• Referring expression pointing data:
——————
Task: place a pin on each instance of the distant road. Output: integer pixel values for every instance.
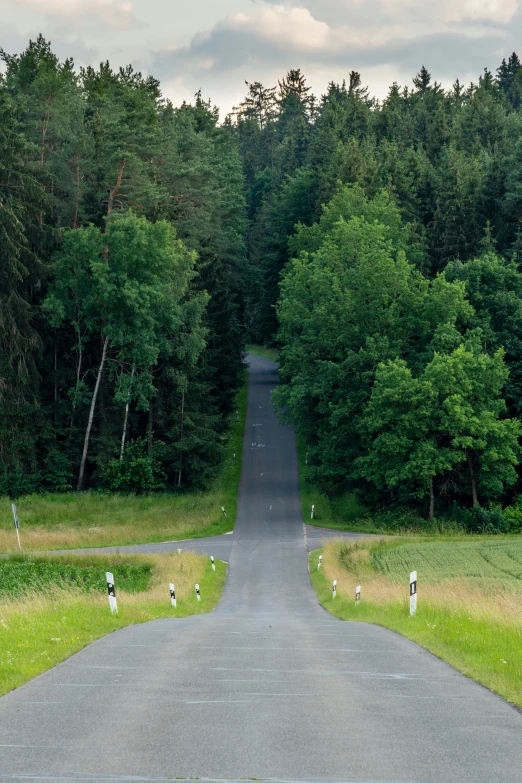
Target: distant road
(218, 546)
(267, 686)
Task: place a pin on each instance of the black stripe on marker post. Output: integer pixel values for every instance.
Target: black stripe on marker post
(413, 593)
(111, 591)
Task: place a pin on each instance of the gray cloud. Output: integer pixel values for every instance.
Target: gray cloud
(236, 44)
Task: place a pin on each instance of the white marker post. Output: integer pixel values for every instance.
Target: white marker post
(17, 524)
(112, 592)
(413, 593)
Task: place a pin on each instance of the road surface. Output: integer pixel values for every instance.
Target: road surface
(267, 686)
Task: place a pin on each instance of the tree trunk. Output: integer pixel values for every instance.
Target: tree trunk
(181, 435)
(91, 415)
(115, 190)
(78, 376)
(126, 419)
(150, 429)
(77, 194)
(473, 480)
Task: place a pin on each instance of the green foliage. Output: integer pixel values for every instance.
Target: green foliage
(136, 471)
(123, 225)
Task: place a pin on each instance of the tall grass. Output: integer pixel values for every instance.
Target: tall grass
(38, 630)
(472, 622)
(92, 519)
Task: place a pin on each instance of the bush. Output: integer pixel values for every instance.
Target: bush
(513, 514)
(136, 472)
(482, 520)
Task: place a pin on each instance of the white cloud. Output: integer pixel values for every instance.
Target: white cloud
(116, 14)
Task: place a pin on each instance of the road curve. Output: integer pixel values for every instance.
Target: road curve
(267, 686)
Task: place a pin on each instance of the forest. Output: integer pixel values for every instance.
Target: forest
(376, 243)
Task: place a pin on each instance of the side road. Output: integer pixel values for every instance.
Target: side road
(268, 685)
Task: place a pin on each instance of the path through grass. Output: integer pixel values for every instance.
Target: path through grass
(45, 626)
(469, 600)
(96, 519)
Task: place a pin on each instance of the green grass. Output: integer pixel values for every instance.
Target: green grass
(485, 560)
(265, 351)
(20, 575)
(339, 512)
(38, 631)
(91, 519)
(475, 626)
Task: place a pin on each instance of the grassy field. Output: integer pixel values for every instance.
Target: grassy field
(469, 599)
(41, 628)
(91, 519)
(264, 351)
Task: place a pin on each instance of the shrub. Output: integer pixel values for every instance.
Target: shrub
(136, 472)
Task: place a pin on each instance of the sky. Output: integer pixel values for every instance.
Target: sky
(217, 45)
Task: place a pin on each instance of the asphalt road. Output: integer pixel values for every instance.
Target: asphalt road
(268, 685)
(218, 546)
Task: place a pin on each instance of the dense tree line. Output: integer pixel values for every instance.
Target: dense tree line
(385, 243)
(378, 243)
(122, 226)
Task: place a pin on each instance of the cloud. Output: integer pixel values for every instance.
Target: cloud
(406, 12)
(291, 36)
(78, 14)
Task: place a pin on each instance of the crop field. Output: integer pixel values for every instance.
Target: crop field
(75, 520)
(51, 608)
(477, 561)
(469, 599)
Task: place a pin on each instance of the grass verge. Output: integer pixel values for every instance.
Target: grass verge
(472, 621)
(97, 519)
(265, 351)
(39, 630)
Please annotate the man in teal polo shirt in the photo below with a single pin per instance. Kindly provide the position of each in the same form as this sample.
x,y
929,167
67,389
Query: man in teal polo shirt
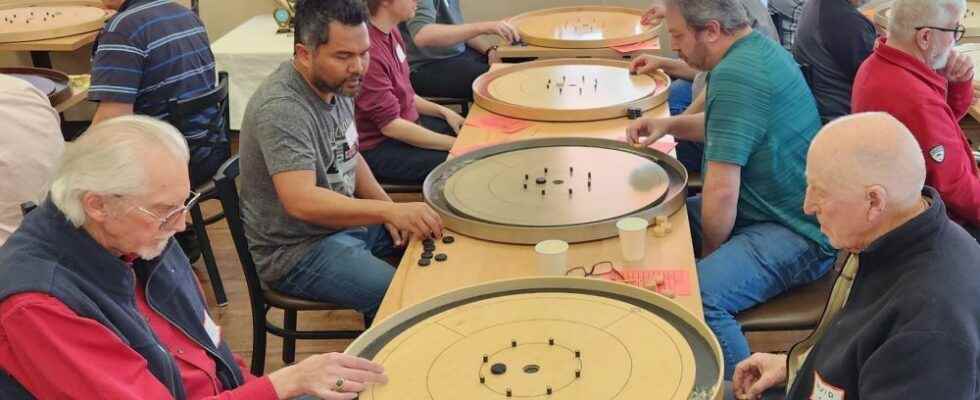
x,y
750,233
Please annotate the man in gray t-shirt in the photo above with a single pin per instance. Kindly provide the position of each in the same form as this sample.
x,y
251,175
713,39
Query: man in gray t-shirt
x,y
316,219
446,54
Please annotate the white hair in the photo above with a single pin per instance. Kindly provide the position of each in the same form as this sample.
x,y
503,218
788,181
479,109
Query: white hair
x,y
108,159
906,15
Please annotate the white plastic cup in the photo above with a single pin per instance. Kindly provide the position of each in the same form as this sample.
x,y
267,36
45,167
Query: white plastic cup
x,y
633,238
552,256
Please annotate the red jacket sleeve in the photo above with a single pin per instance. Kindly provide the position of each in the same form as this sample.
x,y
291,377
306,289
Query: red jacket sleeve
x,y
960,97
50,364
950,172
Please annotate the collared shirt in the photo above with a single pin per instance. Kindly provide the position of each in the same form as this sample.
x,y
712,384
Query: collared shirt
x,y
153,51
387,92
30,148
930,106
54,353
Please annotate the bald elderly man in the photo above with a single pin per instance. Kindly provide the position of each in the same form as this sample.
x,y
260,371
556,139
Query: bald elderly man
x,y
97,301
917,76
909,328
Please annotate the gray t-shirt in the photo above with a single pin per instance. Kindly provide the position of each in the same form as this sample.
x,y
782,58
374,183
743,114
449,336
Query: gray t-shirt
x,y
446,12
288,127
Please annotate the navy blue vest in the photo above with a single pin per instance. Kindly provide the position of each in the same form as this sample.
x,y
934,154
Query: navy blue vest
x,y
49,255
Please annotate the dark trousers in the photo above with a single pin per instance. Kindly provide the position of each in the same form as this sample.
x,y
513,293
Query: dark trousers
x,y
394,161
451,77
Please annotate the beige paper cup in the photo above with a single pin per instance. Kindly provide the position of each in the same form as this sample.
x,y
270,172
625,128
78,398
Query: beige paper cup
x,y
552,256
633,238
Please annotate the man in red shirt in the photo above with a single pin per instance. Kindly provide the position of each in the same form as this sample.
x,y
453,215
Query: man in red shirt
x,y
403,136
97,301
918,77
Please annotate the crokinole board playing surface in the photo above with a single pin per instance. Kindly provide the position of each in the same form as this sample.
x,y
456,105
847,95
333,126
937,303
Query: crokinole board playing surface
x,y
514,188
583,27
48,22
575,338
565,90
573,189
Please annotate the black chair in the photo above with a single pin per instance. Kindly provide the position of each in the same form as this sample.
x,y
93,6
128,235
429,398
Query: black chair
x,y
180,112
262,299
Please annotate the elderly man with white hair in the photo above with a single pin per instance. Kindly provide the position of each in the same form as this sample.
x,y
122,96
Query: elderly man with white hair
x,y
750,234
902,322
97,301
917,76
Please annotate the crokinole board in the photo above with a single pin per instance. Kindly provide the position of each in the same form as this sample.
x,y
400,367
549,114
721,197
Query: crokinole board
x,y
566,90
971,21
583,27
47,22
504,193
53,84
577,338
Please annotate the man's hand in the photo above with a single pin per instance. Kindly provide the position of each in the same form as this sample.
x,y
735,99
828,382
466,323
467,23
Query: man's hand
x,y
418,219
758,373
647,64
652,128
454,120
959,68
654,14
320,374
503,29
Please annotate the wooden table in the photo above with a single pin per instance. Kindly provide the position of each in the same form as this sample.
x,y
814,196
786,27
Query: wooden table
x,y
473,261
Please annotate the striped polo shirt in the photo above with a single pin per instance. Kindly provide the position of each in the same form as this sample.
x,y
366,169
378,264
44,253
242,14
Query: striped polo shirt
x,y
153,51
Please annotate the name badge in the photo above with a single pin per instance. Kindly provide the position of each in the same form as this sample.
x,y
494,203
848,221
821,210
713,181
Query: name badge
x,y
825,391
214,331
400,53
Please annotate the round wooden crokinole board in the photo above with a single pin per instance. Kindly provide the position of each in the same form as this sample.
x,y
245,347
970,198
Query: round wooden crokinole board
x,y
568,90
48,22
577,185
626,349
583,27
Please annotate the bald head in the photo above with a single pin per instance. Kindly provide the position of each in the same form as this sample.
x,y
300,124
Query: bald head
x,y
863,150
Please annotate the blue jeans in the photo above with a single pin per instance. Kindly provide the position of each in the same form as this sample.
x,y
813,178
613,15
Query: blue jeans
x,y
757,262
679,98
344,269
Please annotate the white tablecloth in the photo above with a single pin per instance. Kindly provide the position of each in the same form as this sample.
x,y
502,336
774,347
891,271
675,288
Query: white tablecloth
x,y
249,53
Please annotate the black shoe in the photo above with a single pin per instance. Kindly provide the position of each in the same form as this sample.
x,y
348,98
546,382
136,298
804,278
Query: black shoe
x,y
188,242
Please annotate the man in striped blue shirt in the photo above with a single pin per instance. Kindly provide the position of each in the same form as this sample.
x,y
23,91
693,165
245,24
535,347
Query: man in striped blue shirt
x,y
150,52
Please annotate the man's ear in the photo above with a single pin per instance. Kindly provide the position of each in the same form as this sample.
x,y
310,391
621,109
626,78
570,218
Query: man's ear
x,y
95,207
877,198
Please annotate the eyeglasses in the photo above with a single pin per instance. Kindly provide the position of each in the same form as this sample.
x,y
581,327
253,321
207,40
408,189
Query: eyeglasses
x,y
603,269
176,213
958,31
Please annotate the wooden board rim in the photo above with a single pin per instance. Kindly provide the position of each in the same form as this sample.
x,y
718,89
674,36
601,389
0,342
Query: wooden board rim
x,y
482,98
583,44
77,29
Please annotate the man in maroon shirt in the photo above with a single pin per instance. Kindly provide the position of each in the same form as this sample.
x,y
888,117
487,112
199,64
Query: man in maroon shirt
x,y
918,77
98,302
403,136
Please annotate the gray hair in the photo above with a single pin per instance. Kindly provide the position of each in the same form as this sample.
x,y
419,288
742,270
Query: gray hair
x,y
730,14
108,159
906,15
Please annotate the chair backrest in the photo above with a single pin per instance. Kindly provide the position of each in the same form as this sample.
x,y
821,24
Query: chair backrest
x,y
224,184
27,207
182,111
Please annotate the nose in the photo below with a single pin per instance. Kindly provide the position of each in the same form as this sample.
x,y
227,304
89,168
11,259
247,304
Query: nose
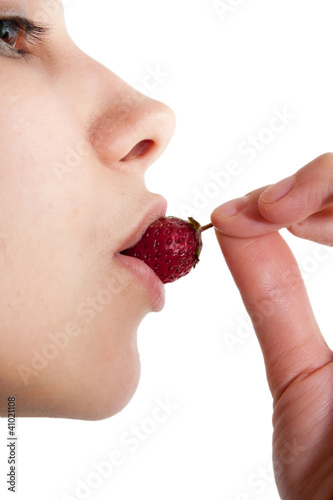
x,y
123,125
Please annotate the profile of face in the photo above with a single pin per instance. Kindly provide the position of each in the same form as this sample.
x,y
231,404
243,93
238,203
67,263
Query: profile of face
x,y
75,143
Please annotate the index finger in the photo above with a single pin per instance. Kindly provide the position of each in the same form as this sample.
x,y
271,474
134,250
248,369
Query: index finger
x,y
269,280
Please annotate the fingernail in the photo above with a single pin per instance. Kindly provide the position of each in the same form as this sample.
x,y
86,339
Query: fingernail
x,y
279,190
231,207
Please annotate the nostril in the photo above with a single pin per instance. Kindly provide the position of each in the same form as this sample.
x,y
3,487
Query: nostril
x,y
139,149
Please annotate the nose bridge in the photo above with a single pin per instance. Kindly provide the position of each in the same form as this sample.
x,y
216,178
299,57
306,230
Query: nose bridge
x,y
121,123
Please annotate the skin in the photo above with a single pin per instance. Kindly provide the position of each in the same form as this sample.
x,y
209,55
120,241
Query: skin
x,y
62,218
299,363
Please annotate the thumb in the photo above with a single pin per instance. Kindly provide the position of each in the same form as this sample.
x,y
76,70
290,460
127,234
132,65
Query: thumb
x,y
271,286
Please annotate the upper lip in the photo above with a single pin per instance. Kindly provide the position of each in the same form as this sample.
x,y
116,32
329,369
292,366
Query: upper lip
x,y
155,210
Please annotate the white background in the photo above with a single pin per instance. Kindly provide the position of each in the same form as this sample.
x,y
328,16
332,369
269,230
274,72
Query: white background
x,y
223,75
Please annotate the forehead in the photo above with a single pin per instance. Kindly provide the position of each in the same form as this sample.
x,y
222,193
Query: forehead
x,y
25,5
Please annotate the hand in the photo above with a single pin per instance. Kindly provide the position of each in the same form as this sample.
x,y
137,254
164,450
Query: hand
x,y
298,361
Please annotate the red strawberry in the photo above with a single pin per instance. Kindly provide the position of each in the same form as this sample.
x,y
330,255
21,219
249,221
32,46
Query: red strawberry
x,y
170,246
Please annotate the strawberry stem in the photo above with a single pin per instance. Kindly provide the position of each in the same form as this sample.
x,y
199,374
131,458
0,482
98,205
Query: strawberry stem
x,y
203,228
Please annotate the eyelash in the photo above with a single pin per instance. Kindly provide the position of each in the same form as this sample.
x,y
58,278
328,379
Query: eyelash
x,y
34,33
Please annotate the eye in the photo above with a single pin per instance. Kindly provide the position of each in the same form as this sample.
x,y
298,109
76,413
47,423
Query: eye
x,y
17,34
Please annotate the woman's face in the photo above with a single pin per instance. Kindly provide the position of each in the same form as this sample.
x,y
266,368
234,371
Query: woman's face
x,y
75,143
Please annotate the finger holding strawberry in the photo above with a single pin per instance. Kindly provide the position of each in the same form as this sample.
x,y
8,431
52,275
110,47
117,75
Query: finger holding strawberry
x,y
303,203
299,363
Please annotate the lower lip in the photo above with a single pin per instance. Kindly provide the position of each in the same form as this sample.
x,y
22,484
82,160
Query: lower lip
x,y
146,277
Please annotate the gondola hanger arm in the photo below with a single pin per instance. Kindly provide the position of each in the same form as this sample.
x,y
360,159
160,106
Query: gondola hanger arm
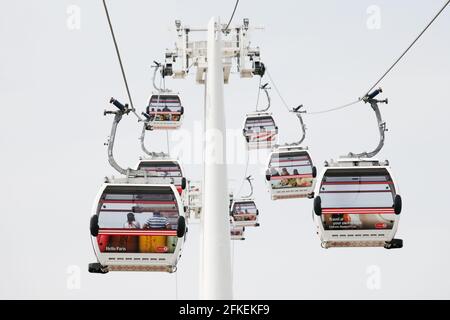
x,y
123,109
370,98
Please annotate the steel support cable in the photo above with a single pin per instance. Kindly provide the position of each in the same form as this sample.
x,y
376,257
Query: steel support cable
x,y
259,92
326,110
407,49
278,91
232,15
245,174
120,60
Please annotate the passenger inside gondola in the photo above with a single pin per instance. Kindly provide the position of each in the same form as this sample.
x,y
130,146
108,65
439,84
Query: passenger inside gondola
x,y
165,108
290,170
157,213
260,130
163,172
357,199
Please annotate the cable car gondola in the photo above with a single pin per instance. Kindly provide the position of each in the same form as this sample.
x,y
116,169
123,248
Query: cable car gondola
x,y
357,204
290,171
236,232
194,202
243,210
163,171
137,227
260,130
164,111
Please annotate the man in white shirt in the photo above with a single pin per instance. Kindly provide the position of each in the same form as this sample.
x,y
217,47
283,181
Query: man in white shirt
x,y
131,222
——————
• TASK STATEMENT: Report each line above containing the string "below".

• YOUR SOLUTION:
Please annotate the man in teal polo shirt in the photo below with a single pin per instance. Kindly provide the position of each in the same form as this sample.
Please annotate the nose in the photo below with a single pin per instance. Kindly provide the position of each in the same form as this sample.
Please annotate the gondola hanger arm in the photo below with a single pin per instance. Kindly provide the position of each in the same form as this sample.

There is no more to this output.